SUPPLIED TEXT:
Today, the call for HIV/Aids and poverty reduction and rural self-sustainability is in high demand. It is becoming increasingly clear that success in the struggle to minimize the devastating effects of HIV/Aids in isolated communities will largely depend on the ability of the different stakeholders and volunteers to work together. Indeed civil society has done its best to supplement government efforts in the struggle, and needs both recognition and support for the ongoing and sustainable services it offers.


It has been noted, beyond doubt, that it is mainly children and women who are most vulnerable to the effects of the HIV/Aids epidemic.  Since they are mostly dependent on the head of the traditional family (men are the family bread-winner) they are, more often than not, left in the most difficult and dire situations.

Even though ARVs and other medical care may be available in certain health-care centers (and, in the case of Uganda, the ARV treatments are theoretically free of charge), ability to access these services is often impossible for rural and isolated residents.  Contributing factors include poverty, infrastructure, and lack of access to immediate health care and support services.  For a HIV positive resident living on an isolated island, for instance, the cost of a boat to and from the medical clinic on the coast may be impossible to pay as they do not even live in a cash economy.  In another situation, the roads to the afflicted person’s village may be almost impassable. Not only are there financial concerns involved and the added problem of distance and the dangerous roads and voyages, but there is the added burden of social and family stigmatization and discrimination against those who test positive.  In an isolated community, where neighbours and extended family are of supreme importance, this can cause a host of additional problems.


  There are many people in outlying communities who have tested HIV positive and have related problems and questions and yet they are not able to access the support they need and medical advice about treatment.  There are also those who suspect they have the virus but cannot convince themselves to undergo testing and nor can they find counselors for guidance.


The specific aims of Volset Foundation in this special issue include:


  •  The provision of up-to-date HIV/AIDS information in a manner that is easily understood and that is appropriate for each individual’s circumstances
  • The promotion of PHAs involvement in the dissemination of health information and provision of counseling services in the community.
  • Giving attention to children and women who live in situations where distress is likely to escalate
  •  Referrals to closer medical and counseling services for HIV/AIDS & STDs 



 HIV/AIDS in Uganda

30,262,610: population of Uganda (2007 est.)

810,000: Estimated number of people living with HIV/AIDS by the end of 2007

5.4%: Estimated percentage of adults (ages 15-49) living with HIV/AIDS by the end of 2007

59%: Estimated percentage of HIV cases that occurred among women (ages 15-49) by the end of 2007

130,000: Estimated number of children (ages 0-15) living with HIV/AIDS by the end of 2007

77,000: Estimated number of deaths due to AIDS during 2007


UNAIDS 2008 Report on the Global AIDS Epidemic.  July 2008.

DATA EXCERPTS:
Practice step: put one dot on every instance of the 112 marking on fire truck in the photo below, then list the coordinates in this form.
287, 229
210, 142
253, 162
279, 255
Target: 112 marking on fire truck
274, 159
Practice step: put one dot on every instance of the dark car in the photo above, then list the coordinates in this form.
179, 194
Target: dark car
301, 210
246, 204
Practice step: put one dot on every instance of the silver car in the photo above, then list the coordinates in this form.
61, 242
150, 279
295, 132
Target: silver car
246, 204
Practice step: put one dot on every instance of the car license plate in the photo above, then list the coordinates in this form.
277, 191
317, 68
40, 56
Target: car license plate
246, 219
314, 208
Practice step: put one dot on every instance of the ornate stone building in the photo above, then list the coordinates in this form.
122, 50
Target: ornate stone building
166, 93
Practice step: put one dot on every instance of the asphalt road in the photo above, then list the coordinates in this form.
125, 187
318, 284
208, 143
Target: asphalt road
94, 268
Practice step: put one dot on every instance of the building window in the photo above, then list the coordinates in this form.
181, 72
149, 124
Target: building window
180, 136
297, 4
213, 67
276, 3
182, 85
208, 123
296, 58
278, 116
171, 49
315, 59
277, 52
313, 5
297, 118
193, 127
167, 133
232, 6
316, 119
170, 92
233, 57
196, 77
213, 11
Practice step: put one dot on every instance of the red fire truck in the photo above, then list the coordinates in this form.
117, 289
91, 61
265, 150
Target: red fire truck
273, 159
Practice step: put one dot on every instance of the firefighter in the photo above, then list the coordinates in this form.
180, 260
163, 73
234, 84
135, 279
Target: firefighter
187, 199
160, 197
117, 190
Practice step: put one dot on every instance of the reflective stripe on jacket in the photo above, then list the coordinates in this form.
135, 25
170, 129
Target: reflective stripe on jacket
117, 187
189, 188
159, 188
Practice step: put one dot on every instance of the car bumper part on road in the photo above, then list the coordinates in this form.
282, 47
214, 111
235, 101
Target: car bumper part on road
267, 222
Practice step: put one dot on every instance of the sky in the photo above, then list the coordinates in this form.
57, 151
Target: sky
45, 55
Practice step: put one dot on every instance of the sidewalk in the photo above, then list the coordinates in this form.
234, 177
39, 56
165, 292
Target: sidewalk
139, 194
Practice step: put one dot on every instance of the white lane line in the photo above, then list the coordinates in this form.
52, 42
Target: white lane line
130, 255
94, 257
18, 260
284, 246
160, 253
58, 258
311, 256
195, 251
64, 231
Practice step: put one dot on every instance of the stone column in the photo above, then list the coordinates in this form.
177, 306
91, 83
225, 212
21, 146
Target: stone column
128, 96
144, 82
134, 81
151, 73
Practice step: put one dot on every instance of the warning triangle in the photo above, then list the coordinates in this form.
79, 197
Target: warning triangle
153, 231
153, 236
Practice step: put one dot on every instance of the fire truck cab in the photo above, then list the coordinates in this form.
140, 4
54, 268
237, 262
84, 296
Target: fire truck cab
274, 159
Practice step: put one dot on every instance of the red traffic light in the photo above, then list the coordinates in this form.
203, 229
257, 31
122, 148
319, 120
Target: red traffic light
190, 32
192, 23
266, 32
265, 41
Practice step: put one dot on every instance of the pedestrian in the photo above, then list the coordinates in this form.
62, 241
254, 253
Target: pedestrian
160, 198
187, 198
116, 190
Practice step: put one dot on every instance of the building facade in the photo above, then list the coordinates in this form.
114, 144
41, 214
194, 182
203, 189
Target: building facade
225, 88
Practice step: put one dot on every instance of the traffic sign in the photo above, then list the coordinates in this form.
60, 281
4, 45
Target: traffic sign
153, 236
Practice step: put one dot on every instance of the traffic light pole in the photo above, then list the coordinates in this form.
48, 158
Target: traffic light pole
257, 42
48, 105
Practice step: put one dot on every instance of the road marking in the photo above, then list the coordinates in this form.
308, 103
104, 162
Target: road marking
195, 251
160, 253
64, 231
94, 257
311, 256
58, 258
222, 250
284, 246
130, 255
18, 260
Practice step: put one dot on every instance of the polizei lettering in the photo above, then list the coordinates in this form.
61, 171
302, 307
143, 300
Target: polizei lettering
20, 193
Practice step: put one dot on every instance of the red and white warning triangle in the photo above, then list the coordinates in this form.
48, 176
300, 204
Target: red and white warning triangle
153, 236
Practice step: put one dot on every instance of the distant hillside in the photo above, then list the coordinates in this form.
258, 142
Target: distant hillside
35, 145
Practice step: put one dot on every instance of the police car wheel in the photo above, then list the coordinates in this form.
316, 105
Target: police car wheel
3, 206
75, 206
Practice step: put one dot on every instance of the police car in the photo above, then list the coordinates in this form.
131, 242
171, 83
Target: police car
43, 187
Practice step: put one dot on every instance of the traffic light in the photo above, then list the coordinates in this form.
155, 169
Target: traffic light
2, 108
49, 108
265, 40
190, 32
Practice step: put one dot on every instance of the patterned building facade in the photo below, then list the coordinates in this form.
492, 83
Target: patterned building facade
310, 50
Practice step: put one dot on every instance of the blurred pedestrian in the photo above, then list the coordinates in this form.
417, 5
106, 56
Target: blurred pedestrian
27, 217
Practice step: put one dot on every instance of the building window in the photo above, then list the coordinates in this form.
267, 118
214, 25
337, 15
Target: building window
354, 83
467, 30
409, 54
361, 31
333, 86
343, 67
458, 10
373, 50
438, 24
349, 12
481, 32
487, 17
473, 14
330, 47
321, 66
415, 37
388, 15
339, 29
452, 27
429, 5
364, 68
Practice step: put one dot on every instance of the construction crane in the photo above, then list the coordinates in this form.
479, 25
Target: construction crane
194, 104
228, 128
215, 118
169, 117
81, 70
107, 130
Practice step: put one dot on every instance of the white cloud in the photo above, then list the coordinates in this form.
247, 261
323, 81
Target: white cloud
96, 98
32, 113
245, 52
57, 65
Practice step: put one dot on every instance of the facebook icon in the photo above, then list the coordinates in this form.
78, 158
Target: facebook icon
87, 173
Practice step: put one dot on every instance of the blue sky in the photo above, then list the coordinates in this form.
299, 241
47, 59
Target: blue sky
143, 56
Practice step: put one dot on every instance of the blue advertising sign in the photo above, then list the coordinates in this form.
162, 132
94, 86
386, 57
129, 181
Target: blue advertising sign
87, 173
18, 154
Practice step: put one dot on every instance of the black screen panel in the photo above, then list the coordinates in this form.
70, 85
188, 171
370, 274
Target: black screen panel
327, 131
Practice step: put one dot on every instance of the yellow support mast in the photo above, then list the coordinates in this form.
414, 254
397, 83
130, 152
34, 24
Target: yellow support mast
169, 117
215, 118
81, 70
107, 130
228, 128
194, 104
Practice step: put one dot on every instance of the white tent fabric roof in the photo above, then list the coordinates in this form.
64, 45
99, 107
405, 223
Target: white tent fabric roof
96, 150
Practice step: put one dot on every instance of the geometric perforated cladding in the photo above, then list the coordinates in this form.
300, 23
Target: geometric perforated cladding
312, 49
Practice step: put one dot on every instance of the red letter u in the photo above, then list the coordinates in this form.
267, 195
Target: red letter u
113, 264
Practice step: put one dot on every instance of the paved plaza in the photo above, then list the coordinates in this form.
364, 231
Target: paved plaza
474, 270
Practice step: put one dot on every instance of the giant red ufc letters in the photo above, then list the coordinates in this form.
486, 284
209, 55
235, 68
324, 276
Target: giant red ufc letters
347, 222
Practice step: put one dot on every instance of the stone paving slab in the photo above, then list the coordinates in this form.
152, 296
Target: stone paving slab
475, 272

YOUR ASSIGNMENT: Copy the part of the text on HIV/AIDS in Uganda that begins at the words "30,262,610: population of Uganda (2007" and stops after "Epidemic.  July 2008.", replacing each "Estimated" with "Projected".

RESPONSE BOX:
30,262,610: population of Uganda (2007 est.)

810,000: Projected number of people living with HIV/AIDS by the end of 2007

5.4%: Projected percentage of adults (ages 15-49) living with HIV/AIDS by the end of 2007

59%: Projected percentage of HIV cases that occurred among women (ages 15-49) by the end of 2007

130,000: Projected number of children (ages 0-15) living with HIV/AIDS by the end of 2007

77,000: Projected number of deaths due to AIDS during 2007


UNAIDS 2008 Report on the Global AIDS Epidemic.  July 2008.